◆ To do
Your task is to repeat the records exactly from the line containing "the red poinsettia" onward, through the final line.

◆ Dataset records
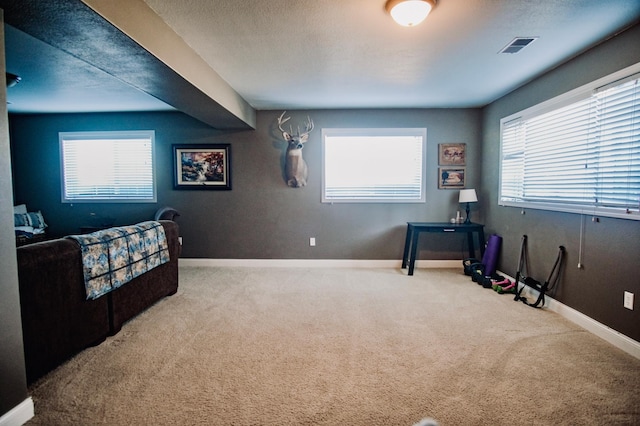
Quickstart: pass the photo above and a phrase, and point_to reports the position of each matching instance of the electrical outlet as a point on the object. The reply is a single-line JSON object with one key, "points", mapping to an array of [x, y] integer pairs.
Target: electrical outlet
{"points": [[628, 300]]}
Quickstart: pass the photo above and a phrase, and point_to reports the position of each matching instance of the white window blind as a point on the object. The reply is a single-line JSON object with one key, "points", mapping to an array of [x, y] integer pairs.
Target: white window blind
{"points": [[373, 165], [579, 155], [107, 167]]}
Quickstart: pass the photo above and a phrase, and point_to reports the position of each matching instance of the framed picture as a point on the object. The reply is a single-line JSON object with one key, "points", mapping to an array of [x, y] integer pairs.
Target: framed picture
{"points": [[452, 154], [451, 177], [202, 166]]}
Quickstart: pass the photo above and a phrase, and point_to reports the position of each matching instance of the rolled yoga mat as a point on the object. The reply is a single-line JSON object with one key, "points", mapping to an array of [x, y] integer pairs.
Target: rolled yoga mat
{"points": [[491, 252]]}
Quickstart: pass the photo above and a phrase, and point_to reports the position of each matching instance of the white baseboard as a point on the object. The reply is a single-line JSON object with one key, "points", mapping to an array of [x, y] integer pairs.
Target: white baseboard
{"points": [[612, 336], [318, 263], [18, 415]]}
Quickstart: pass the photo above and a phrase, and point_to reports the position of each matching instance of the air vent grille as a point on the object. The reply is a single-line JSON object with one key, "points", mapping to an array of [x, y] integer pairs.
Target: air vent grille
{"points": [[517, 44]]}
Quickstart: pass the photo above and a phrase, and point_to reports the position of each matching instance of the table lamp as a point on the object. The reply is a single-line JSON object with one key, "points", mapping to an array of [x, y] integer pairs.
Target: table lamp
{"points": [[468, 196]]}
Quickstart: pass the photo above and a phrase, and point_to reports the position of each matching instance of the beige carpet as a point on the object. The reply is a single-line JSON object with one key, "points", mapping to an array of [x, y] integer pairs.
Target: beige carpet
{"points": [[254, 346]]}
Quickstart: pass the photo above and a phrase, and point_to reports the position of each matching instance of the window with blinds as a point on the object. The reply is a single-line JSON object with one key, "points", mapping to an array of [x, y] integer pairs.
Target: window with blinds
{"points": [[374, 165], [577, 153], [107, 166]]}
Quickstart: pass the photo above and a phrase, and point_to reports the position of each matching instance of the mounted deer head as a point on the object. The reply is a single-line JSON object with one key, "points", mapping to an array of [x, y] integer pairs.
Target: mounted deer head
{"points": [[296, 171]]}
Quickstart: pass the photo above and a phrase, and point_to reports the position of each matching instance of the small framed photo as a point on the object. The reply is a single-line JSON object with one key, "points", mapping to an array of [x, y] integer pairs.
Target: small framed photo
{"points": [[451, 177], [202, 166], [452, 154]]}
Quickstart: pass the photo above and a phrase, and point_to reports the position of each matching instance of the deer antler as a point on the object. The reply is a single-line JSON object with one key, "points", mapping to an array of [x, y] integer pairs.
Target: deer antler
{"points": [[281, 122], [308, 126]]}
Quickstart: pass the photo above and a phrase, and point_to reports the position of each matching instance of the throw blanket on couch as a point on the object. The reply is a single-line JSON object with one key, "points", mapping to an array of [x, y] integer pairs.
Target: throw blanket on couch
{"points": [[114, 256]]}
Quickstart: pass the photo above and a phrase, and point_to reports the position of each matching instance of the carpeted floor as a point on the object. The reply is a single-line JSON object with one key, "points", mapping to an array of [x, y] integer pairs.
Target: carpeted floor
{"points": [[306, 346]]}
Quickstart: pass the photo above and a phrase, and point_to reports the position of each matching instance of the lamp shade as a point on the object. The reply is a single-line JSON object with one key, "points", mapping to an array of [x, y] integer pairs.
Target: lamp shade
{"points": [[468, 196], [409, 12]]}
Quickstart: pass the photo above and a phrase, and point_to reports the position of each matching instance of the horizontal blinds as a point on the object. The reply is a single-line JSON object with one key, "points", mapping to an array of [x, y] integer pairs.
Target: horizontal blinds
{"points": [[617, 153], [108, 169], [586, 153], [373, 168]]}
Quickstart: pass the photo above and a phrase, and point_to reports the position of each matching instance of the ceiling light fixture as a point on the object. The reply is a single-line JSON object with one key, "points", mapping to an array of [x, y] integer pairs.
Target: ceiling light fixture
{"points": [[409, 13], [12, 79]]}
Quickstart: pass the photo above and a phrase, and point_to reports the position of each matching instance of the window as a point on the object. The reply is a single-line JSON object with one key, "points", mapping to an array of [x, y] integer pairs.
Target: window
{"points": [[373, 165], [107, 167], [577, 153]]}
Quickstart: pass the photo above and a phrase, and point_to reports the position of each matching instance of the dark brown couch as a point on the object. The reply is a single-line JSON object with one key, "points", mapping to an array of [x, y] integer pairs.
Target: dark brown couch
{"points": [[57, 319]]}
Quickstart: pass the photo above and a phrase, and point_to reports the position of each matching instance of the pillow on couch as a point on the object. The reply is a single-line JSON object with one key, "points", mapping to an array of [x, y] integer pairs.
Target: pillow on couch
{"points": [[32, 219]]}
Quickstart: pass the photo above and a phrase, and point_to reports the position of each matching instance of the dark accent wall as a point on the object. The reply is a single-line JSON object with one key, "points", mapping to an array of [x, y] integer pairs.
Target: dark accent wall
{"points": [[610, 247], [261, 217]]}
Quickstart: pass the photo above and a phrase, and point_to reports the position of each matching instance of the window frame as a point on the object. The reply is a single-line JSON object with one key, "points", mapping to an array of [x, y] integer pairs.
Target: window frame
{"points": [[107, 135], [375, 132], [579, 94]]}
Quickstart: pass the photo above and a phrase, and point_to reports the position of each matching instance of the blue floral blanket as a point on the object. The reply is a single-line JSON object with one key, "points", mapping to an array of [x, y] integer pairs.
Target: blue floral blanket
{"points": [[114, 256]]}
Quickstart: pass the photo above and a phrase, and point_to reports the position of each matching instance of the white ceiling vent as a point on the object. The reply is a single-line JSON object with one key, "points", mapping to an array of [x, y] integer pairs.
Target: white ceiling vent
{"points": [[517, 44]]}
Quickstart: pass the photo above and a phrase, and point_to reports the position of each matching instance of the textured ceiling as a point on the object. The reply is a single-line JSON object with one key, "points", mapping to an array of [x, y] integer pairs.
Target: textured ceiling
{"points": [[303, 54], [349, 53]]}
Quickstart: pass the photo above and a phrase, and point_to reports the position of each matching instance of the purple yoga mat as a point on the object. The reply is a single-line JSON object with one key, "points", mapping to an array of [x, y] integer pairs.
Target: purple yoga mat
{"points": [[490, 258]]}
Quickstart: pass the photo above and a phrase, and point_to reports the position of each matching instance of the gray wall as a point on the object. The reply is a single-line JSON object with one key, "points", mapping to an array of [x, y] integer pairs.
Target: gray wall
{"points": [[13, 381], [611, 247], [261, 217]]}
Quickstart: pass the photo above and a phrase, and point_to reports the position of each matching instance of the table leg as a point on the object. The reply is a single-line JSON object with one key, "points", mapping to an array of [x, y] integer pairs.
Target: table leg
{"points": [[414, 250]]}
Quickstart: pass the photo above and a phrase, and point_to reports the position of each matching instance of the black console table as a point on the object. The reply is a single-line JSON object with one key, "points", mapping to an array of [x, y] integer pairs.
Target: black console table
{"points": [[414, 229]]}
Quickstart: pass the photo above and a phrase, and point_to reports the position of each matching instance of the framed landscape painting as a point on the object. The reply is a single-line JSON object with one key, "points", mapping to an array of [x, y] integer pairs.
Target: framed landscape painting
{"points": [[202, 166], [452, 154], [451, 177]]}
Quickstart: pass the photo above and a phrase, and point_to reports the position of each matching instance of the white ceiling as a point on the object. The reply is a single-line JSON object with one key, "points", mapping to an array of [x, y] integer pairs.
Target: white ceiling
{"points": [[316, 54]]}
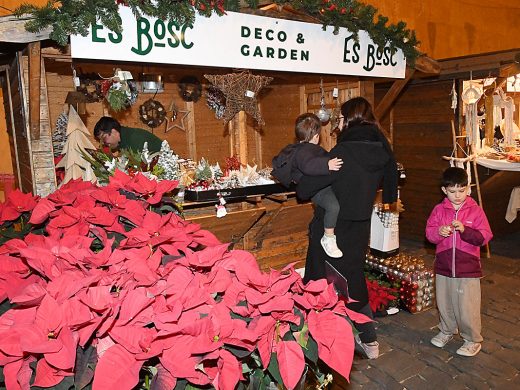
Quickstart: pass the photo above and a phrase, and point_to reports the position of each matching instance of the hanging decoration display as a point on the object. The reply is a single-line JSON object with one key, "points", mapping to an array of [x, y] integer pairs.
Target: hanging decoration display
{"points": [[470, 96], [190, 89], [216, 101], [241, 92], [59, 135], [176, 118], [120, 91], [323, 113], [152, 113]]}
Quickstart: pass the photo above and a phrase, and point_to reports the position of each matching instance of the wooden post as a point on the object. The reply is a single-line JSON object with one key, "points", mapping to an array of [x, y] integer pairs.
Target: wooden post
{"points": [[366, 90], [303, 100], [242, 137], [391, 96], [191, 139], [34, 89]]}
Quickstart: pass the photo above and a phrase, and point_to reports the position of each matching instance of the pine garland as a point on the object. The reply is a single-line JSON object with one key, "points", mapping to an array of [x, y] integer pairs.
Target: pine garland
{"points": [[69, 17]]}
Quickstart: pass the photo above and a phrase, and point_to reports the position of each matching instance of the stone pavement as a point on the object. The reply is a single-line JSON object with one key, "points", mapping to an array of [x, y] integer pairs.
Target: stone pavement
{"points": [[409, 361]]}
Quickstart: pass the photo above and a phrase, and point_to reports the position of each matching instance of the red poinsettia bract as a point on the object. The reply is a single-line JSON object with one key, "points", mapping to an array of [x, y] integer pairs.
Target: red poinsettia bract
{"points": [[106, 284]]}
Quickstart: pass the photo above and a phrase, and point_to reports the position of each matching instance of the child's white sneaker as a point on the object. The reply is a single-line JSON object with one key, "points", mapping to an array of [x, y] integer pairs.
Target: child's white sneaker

◆ Result of this exercise
Quickstart: pass the photo above and a phrase, and point_to reports the position of each matching instance of the red poinsettia bract as a point on the object. The reply is a single-line JSON object with one key, "points", mapping to an array of [x, y] integer pairs.
Target: red poinsettia bract
{"points": [[106, 284]]}
Quickstart: pass the photo above and a phrase, and point_to reports the position of each matching instance of the child's white sneaker as a point on the object. The reply is a single-line JSON object with one key, "points", mapping to an array of [x, y] integer pairs.
Target: child's white sneaker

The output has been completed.